THE DATA:

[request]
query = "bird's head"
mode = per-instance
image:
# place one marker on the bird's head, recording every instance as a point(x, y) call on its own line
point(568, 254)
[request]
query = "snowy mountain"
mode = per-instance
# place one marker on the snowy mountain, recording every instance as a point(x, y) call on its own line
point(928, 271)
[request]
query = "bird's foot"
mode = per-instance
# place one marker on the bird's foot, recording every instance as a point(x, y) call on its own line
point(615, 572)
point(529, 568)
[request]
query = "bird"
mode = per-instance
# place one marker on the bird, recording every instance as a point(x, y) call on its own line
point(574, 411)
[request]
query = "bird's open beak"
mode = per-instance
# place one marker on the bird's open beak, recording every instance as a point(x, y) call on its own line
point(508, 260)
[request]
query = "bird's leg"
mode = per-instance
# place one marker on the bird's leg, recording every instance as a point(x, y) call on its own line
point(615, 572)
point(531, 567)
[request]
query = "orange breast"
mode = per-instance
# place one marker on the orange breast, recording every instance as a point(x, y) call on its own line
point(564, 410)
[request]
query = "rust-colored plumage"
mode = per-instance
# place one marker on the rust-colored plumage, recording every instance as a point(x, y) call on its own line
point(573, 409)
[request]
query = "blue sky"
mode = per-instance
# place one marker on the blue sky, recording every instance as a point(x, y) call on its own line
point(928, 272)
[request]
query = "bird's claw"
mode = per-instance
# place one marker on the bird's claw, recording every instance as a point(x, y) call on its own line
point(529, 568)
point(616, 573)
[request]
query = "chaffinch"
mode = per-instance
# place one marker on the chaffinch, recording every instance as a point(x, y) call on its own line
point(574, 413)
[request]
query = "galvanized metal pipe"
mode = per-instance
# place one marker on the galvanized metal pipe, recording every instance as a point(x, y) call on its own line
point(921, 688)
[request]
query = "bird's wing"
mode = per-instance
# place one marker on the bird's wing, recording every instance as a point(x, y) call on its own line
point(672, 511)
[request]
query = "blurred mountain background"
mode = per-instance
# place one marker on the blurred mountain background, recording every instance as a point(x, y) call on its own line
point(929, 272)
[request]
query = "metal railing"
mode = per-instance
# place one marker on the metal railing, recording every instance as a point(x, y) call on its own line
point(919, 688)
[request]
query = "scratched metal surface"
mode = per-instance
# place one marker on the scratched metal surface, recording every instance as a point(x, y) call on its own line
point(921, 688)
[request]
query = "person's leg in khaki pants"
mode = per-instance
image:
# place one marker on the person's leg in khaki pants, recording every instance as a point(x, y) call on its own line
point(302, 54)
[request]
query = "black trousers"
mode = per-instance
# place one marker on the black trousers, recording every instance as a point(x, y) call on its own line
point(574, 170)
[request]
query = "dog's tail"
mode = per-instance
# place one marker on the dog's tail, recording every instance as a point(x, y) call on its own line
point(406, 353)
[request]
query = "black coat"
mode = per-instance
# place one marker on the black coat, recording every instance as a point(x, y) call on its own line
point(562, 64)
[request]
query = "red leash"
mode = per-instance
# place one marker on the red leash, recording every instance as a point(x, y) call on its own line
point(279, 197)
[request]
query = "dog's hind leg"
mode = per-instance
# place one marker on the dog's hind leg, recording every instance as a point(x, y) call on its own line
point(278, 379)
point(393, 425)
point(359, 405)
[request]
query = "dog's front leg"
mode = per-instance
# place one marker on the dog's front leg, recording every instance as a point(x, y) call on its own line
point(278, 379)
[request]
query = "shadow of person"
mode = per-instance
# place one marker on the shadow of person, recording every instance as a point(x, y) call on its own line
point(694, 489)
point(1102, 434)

YOUR INSTRUCTIONS: Copy out every one of the entries above line for line, without changing a single character.

CORRECT RESULT:
[request]
query = "bird's head"
mode = per-instance
image:
# place one marker on the bird's head, recording every instance as a point(x, y) call on its own line
point(568, 254)
[request]
query = "snowy mountain"
mode = per-instance
# place one marker on the snowy mountain, recording every instance as a point(x, y) call on its own line
point(928, 271)
[request]
query = "bird's foot"
mode = per-instance
# place one marker on the bird's foot, recording every instance as a point(x, y) call on its own line
point(615, 572)
point(529, 568)
[request]
query = "bird"
mode = per-instance
# place one marker on the bird, recording every instance as a point(x, y) call on its own line
point(574, 411)
[request]
query = "bird's open beak"
mode = per-instance
# place one marker on the bird's open beak, recording every instance as a point(x, y) call on its own line
point(508, 260)
[request]
query = "bird's leg"
mode = per-instance
# place one marker on the bird's leg, recording every instance as a point(x, y) call on its own line
point(615, 572)
point(531, 567)
[request]
query = "orange breast"
mode = per-instance
# place one marker on the orange breast, recording every instance as a point(x, y) call on its own line
point(564, 410)
[request]
query = "rust-colored plumage"
mode = per-instance
# place one marker on the rust-colored plumage, recording every instance as a point(x, y) call on its own line
point(573, 409)
[request]
query = "blue sky"
mode = per-instance
# place one marker on the blue sky, recording every instance as a point(x, y) call on its own line
point(928, 272)
[request]
query = "bird's claw"
mode = per-instance
# place one marker on the bird's claw, recording every instance as a point(x, y) call on its own line
point(529, 568)
point(616, 573)
[request]
query = "chaffinch"
mode = per-instance
# place one marker on the chaffinch, recording every instance as a point(x, y) call on its own line
point(574, 413)
[request]
query = "galvanized metal pipe"
mode = per-instance
# place one marker on the galvanized metal pipe, recording every instance as a point(x, y) call on its own line
point(921, 688)
[request]
query = "bird's wing"
mode = per-instance
# place one marker on the bird's wing, recording every instance as a point(x, y) call on its own line
point(672, 511)
[request]
query = "blurred mountain background"
mode = per-instance
# place one marker on the blurred mountain background, recording every instance as a point(x, y) call on its own line
point(929, 272)
[request]
query = "metal railing"
mode = per-instance
# place one marker on the metal railing, recording every instance as a point(x, y) call on its own line
point(919, 688)
[request]
query = "scratched metal surface"
mode = per-instance
# place one marker on the scratched metal surface, recording every instance as a point(x, y) call on its own line
point(921, 688)
[request]
query = "person's leg in khaki pants"
mode = per-instance
image:
# place one marker on the person's leg in khaki pants, recording every instance as a point(x, y) call on its own line
point(302, 54)
[request]
query = "black trousers"
mode = per-instance
# place one marker on the black trousers, recording every instance as a point(x, y) call on its own line
point(574, 170)
[request]
query = "dog's tail"
mode = per-instance
# place one marker on the dog's tail, recording every instance as a point(x, y) call on its own line
point(406, 353)
[request]
query = "black coat"
mode = per-instance
# place one marker on the black coat, recording every instance as a point(x, y) call on its own line
point(562, 64)
[request]
query = "red leash"
mode = per-instance
# place one marker on the red leash, recording every instance as a point(x, y) call on its own line
point(279, 197)
[request]
query = "dog's hind leg"
mode = per-instance
# place one marker on the dog's hind leg, recording every instance as a point(x, y) call on its own line
point(278, 379)
point(393, 425)
point(359, 405)
[request]
query = "dog's front leg"
mode = per-instance
# place one marker on the dog's front leg, recording every instance as a point(x, y) call on its own line
point(278, 379)
[request]
query = "shadow of person"
mode = per-instance
# place one marker on the shadow of person, recording every instance as a point(x, y) call on its own line
point(694, 489)
point(1102, 434)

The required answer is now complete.